→ **DOCUMENT PASSAGE**

Overview
Solar cell conversion efficiency is limited by optical absorption, carrier transport, and carrier collection. For single-crystal silicon solar cells, because photons with energy above the bandgap lose excess energy before being converted, the theoretical maximum conversion efficiency is about 28%. In practice, additional losses make actual efficiencies much lower. Improving efficiency therefore requires identifying and minimizing these losses.
Efficiency loss mechanisms
Improving solar cell efficiency is a primary goal in the solar photovoltaics industry. In general, a 1% absolute gain in solar cell efficiency can reduce system cost significantly.
Studies indicate that the main factors limiting crystalline silicon solar cell conversion efficiency fall into two categories:
- Optical losses, including front-surface reflection, shading by front metallization fingers, and lack of absorption in the long-wavelength region.
- Electrical losses, including recombination of photogenerated carriers at surfaces and in the bulk, contact resistance between semiconductor and metal fingers, and metal-semiconductor contact resistance.
The most critical issue is reducing recombination of photogenerated carriers, which directly affects open-circuit voltage. Front-surface heavy-doped diffusion layers introduce many recombination centers. When minority-carrier diffusion length is comparable to or exceeds wafer thickness, back-surface recombination also strongly influences cell performance.

→ **MATERIAL SUPPLIED**
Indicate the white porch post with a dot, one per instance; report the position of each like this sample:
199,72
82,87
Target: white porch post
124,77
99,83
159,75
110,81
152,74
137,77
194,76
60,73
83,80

→ **WORK INSTRUCTION**
For each statement about the solar cell efficiency text, answer yes or no and quote the text's deciding words. (a) The theoretical maximum conversion efficiency of single-crystal silicon solar cells is given as about 28%. (b) Shading by front metallization fingers is listed as an electrical loss. (c) Reducing recombination of photogenerated carriers is named the most critical issue.

→ **ANSWER**
(a) Yes: "the theoretical maximum conversion efficiency is about 28%"
(b) No: "Optical losses, including front-surface reflection, shading by front metallization fingers"
(c) Yes: "The most critical issue is reducing recombination of photogenerated carriers"